**TEXT SEGMENT:**
Now’s the Best Time for Container Adoption

Enterprise software companies stand to benefit greatly from container technology, yet adoption has been slow. It’s understood that containers could help to speed the inevitable force of digital transformation, overcoming the challenges of developer productivity and application delivery. The Cloud Foundry Foundation’s report, “Hope Versus Reality: Containers in 2016,” revealed that just 16 percent of all organizations are using containers in production.

What is behind this resistance? If container technology is so wonderful, why aren’t we seeing faster and wider adoption?

Branding is a significant contributing factor to slow adoption. Containers are seen as, well, super geeky, and aren’t yet widely understood by most IT professionals. The understanding of what they are and how and why they should be used—those questions still linger for far too many organizations.

But geekiness aside, the reality is that a shift is needed when it comes to how we design, build, package and deploy software. Organizations are struggling with too many disparate servers, systems and solutions that need to be brought together. They are drowning in endless integration projects while working with hundreds of software suppliers. At the same time, end customers have come to expect and require a high level of service, necessitating transformation of application infrastructure and architecture.

Enterprises tend to struggle with the amount of maintenance and configuration work they’re faced with, due to their multi-vendor software supply chains. Not only are suppliers each constantly requiring this and that from the IT and operations teams, but there are also internal feature and configuration change requests to grapple with. This includes spinning up virtual machines, opening VPN tunnels, assigning IP and DNS addresses and enabling access for one supplier to integrate with another, among other requests. And each of these can take weeks to process.

**REQUIRED ACTIONS:**
1 - Retype the part of the container adoption article starting at "Enterprises tend to" and ending at "weeks to process.".
2 - Answer these questions about the container adoption article.
(a) According to the Cloud Foundry Foundation's report, what percentage of all organizations are using containers in production?
(b) What does the article call a significant contributing factor to slow adoption?
(c) How long can each of the maintenance and configuration requests take to process?
3 - Proceed with the container adoption article from the point where it stops.

**RAW DATA:**
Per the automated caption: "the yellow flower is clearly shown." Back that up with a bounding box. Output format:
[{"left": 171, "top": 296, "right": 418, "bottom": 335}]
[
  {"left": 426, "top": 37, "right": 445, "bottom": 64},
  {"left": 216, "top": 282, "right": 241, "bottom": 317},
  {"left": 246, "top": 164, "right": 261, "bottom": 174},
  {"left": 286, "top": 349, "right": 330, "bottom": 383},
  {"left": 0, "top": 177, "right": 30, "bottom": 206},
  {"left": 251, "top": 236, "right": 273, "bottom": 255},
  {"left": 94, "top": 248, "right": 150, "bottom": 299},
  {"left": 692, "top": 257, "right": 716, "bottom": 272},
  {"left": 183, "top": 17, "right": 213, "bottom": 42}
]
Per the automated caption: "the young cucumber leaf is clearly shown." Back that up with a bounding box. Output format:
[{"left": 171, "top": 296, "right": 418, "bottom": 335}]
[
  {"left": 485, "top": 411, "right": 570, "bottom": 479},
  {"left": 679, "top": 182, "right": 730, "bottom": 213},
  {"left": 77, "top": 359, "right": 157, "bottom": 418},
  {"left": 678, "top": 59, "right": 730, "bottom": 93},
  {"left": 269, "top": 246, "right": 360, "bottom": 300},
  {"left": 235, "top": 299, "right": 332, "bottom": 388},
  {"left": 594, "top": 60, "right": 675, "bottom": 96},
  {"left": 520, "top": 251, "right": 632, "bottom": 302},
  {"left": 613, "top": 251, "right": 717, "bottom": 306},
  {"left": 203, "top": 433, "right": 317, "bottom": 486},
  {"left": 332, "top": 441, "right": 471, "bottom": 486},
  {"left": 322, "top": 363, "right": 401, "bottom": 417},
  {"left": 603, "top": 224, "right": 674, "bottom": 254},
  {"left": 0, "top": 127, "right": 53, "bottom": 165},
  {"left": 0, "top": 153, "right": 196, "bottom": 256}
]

**ANSWERS TO THE TASKS:**
1 -
Enterprises tend to struggle with the amount of maintenance and configuration work they’re faced with, due to their multi-vendor software supply chains. Not only are suppliers each constantly requiring this and that from the IT and operations teams, but there are also internal feature and configuration change requests to grapple with. This includes spinning up virtual machines, opening VPN tunnels, assigning IP and DNS addresses and enabling access for one supplier to integrate with another, among other requests. And each of these can take weeks to process.

2 -
(a) 16 percent
(b) Branding
(c) Weeks

3 -
Container platforms present an opportunity for modern enterprise IT departments to unify the way that suppliers are required to package and deliver their solutions. If properly packaged, suppliers can deploy the entire solution to an enterprise container platform without any assistance from the IT department. They can configure the container stack from start to finish by themselves. Needless to say, they can also test the complete stack on their own development environment, one that’s identical to the actual production environment. From there, all the IT department needs to do is add computing capacity to the container platform when resources run low. How cool is that?

It is easier for enterprises to adopt the cloud and blur the differences between private, public and hybrid cloud infrastructures by adopting container technology. The one-two punch of cloud and containerization offers enterprises a complete packaged solution. As analyst Robert Stroud points out, “Container adoption is being driven by the promise that containers deliver the ability to ‘build once and run anywhere,’ allowing increased server efficiency and scalability for technology managers.”

Because the technology is complex, IT staff will need to find creative and persuasive ways to help decision-makers understand why containers are a must today. Describing the benefits to enterprises, which are many, should make a good impression. They include speeding the configuration cycle, setup for virtual machines and application delivery cycles. Containers also standardize how suppliers develop and deliver software. What is most likely to get leaders’ attention, though, is the cost savings. When you start using containers in your enterprise, you are sure to find more benefits of your own.

About the Author / Miska Kaipiainen

miskakaipianenMiska Kaipiainen is the CEO and founder of Kontena, the creator of the Kontena container platform. A serial entrepreneur and business developer, Kaipiainen has extensive experience in managing high-tech businesses in both the hardware and software sectors. Connect with him on LinkedIn and Twitter.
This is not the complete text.